EXTRACT TO READ
....

Cut Off Your Hand
How Far Will You Go to Save Your Soul?
Losing a sense of God’s holiness is the first warning sign of entering a spiritually dangerous place.
Externally, everything might look fine: Our families might be well, our ministries might be flourishing, we might be receiving recognition and walking powerfully in our spiritual gifts. But inwardly, we’re wandering.
External phenomena do not reliably indicate our spiritual health. Families and ministries can struggle and go wrong for reasons that have nothing to do with our spiritual states. And history is full of examples of men and women who exercised spiritual gifts with great power for a period of time — even when involved in gross secret sin. Besides that, externals are usually lagging indicators of spiritual decline. By the time our decline starts surfacing, it often has reached a serious state.
What to Watch
The thing to watch is our sense of God’s holiness.
“The loss of the sense of God’s holiness always produces the loss of the sense of sin’s sinfulness.”
I don’t mean our doctrinal knowledge of God’s holiness. That’s something we might affirm and even teach when secretly we are in a place of decline. The doctrine of God’s holiness is real to us only when we have real fear of God. And one clear evidence of this is our fear of sin. The loss of the sense of God’s holiness always produces the loss of the sense of sin’s sinfulness. When God is not feared, sin is not feared.
A tolerance of habitual indulgence of sin — a lack of fear over what slavery to sin might imply (John 8:34) — is an indictor that the fear of God is not governing us. And when we are in such a state, Jesus tells us what we need to do: cut off our hand.

....

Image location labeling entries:

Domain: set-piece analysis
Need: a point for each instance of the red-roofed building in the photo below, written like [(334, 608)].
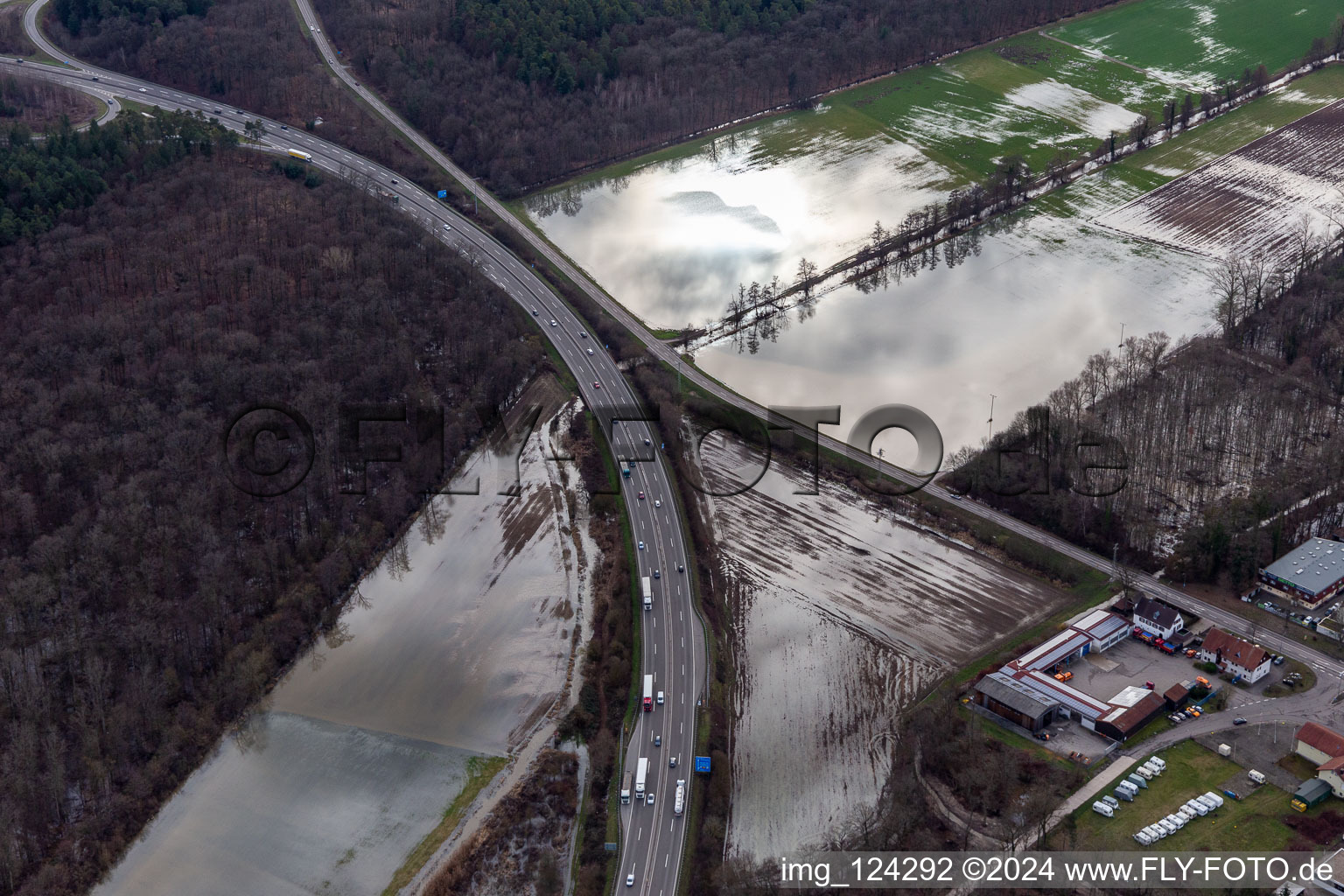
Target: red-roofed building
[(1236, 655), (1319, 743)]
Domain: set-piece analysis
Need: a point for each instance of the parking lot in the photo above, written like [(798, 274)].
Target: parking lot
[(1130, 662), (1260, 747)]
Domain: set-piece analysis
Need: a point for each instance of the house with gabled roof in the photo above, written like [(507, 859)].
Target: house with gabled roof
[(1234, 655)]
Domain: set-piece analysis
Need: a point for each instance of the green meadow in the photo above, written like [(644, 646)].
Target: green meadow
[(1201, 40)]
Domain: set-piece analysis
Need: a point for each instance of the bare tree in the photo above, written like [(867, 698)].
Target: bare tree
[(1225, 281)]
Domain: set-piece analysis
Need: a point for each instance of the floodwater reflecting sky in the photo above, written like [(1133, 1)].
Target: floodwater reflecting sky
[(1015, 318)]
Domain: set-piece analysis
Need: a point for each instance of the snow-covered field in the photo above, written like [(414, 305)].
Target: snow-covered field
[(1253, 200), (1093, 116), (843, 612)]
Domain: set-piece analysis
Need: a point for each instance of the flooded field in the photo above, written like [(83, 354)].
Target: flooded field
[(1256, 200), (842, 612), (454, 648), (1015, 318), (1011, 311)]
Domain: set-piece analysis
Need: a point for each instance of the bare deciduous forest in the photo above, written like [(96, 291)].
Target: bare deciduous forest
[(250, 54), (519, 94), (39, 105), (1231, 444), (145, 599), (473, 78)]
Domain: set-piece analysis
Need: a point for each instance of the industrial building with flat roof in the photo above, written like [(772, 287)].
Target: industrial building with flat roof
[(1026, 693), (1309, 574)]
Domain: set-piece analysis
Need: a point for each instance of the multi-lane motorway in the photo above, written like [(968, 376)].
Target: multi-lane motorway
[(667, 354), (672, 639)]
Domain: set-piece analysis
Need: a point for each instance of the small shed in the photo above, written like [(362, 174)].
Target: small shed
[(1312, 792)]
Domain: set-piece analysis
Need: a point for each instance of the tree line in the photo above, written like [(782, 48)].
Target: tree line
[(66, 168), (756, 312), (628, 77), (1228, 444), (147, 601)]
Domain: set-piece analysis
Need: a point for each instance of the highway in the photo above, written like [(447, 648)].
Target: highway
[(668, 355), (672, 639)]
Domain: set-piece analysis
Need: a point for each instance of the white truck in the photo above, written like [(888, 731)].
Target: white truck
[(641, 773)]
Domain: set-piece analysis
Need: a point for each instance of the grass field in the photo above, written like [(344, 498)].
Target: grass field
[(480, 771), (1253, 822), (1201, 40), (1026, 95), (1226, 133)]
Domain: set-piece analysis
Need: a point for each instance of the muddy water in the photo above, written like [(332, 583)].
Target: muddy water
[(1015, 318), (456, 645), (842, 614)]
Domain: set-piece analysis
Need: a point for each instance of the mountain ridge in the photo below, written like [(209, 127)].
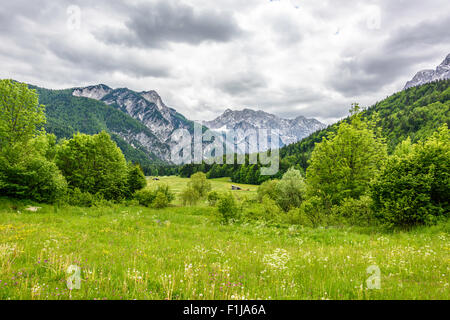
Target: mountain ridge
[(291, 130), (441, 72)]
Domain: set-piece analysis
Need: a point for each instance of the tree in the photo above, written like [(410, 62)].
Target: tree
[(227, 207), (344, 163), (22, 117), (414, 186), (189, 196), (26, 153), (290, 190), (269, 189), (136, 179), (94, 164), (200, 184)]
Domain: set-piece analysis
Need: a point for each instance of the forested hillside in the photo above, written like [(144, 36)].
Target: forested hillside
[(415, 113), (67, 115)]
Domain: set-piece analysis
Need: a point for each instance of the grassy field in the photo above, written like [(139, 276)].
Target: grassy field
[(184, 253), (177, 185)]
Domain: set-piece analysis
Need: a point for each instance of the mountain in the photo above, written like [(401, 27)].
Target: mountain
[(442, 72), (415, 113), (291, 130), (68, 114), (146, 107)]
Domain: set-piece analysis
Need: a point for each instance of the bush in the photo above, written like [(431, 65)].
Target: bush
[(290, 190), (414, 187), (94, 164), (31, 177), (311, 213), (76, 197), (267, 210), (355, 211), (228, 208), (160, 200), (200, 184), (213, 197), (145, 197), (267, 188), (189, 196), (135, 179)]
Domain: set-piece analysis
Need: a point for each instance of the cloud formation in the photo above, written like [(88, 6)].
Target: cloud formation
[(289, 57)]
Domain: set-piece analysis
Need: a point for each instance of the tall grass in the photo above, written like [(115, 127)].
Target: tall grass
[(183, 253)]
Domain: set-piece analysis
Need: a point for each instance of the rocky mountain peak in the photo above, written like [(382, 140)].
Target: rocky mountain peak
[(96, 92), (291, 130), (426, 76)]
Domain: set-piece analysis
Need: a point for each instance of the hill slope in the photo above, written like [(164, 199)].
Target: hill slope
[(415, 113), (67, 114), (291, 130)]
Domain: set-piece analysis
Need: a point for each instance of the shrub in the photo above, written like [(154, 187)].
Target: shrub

....

TASK TO CARRY OUT
Please reproduce the entire text on God's holiness from above, word for word.

RESULT
Cut Off Your Hand
How Far Will You Go to Save Your Soul?
Losing a sense of God’s holiness is the first warning sign of entering a spiritually dangerous place.
Externally, everything might look fine: Our families might be well, our ministries might be flourishing, we might be receiving recognition and walking powerfully in our spiritual gifts. But inwardly, we’re wandering.
External phenomena do not reliably indicate our spiritual health. Families and ministries can struggle and go wrong for reasons that have nothing to do with our spiritual states. And history is full of examples of men and women who exercised spiritual gifts with great power for a period of time — even when involved in gross secret sin. Besides that, externals are usually lagging indicators of spiritual decline. By the time our decline starts surfacing, it often has reached a serious state.
What to Watch
The thing to watch is our sense of God’s holiness.
“The loss of the sense of God’s holiness always produces the loss of the sense of sin’s sinfulness.”
I don’t mean our doctrinal knowledge of God’s holiness. That’s something we might affirm and even teach when secretly we are in a place of decline. The doctrine of God’s holiness is real to us only when we have real fear of God. And one clear evidence of this is our fear of sin. The loss of the sense of God’s holiness always produces the loss of the sense of sin’s sinfulness. When God is not feared, sin is not feared.
A tolerance of habitual indulgence of sin — a lack of fear over what slavery to sin might imply (John 8:34) — is an indictor that the fear of God is not governing us. And when we are in such a state, Jesus tells us what we need to do: cut off our hand.